## Given task
Revise the lines below by changing every "a point per instance" to "one point for each instance" and leaving everything else unchanged. Omit the pictures from your answer.

## Raw records
┄┄┄┄┄┄┄┄┄┄┄┄┄┄┄┄┄┄┄┄

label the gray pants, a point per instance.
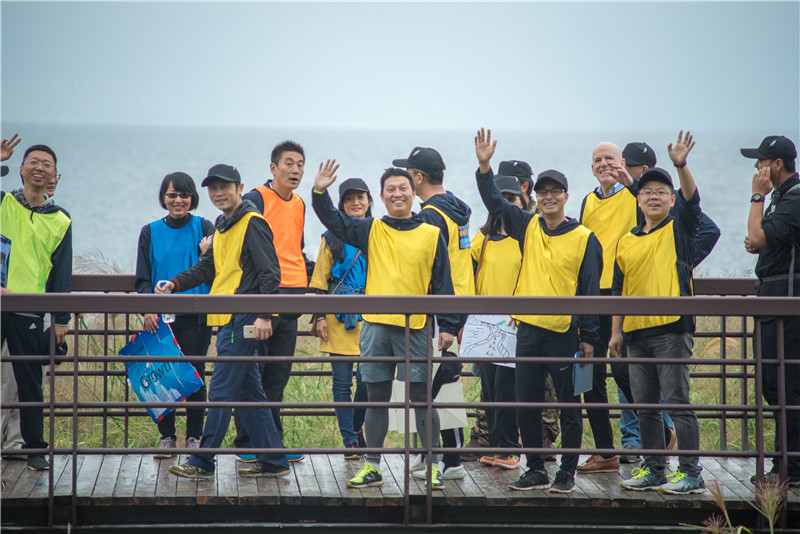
(649, 382)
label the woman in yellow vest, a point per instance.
(497, 259)
(341, 269)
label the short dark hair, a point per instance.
(182, 183)
(40, 148)
(286, 146)
(394, 171)
(435, 178)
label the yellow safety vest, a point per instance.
(499, 270)
(228, 263)
(460, 258)
(609, 219)
(550, 268)
(649, 263)
(34, 237)
(400, 263)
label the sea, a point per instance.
(111, 174)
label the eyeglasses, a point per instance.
(46, 165)
(661, 193)
(550, 192)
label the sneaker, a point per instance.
(164, 445)
(682, 484)
(547, 444)
(352, 451)
(506, 461)
(366, 477)
(597, 464)
(454, 472)
(190, 471)
(643, 480)
(531, 479)
(38, 463)
(630, 458)
(488, 460)
(563, 483)
(260, 469)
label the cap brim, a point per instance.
(751, 153)
(400, 163)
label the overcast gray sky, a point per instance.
(599, 65)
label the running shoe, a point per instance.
(366, 477)
(682, 484)
(643, 480)
(191, 471)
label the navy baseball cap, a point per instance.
(772, 147)
(422, 158)
(639, 154)
(226, 173)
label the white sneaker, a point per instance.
(455, 472)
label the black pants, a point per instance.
(23, 334)
(769, 380)
(530, 379)
(497, 385)
(274, 376)
(194, 337)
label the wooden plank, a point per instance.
(307, 482)
(41, 490)
(146, 479)
(329, 489)
(106, 480)
(87, 477)
(128, 472)
(63, 487)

┄┄┄┄┄┄┄┄┄┄┄┄┄┄┄┄┄┄┄┄

## Worked solution
label the gray pants, one point for each instance.
(649, 382)
label the woman in yellow vest, one point for each instance.
(497, 259)
(341, 269)
label the short dark hair, one point for each instance.
(182, 183)
(40, 148)
(286, 146)
(394, 171)
(435, 178)
label the yellow safety vest, one point for each instance.
(499, 270)
(228, 263)
(460, 258)
(609, 219)
(550, 268)
(649, 263)
(34, 237)
(400, 263)
label the sea, one point for each instance.
(111, 174)
label the eyeglasses, one point for each instance.
(46, 165)
(661, 193)
(550, 192)
label the sneaker, one point for each instance.
(164, 445)
(682, 484)
(547, 444)
(352, 451)
(506, 461)
(366, 477)
(597, 464)
(454, 472)
(190, 471)
(643, 480)
(531, 479)
(38, 463)
(630, 458)
(488, 460)
(563, 483)
(260, 469)
label the cap brim, one point for each instance.
(751, 153)
(400, 163)
label the overcast gray sky, one point for each instance.
(599, 65)
label the running shoe, one point for each instance.
(366, 477)
(682, 484)
(643, 480)
(191, 471)
label the navy baseball cap, one point for each instance.
(772, 147)
(422, 158)
(639, 154)
(226, 173)
label the white sneaker, one point for each instance.
(455, 472)
label the black pants, one point for each instance.
(23, 334)
(769, 380)
(530, 379)
(497, 385)
(274, 376)
(194, 337)
label the wooden plank, one point for each instance.
(307, 482)
(41, 490)
(146, 479)
(329, 489)
(106, 480)
(87, 477)
(128, 472)
(63, 487)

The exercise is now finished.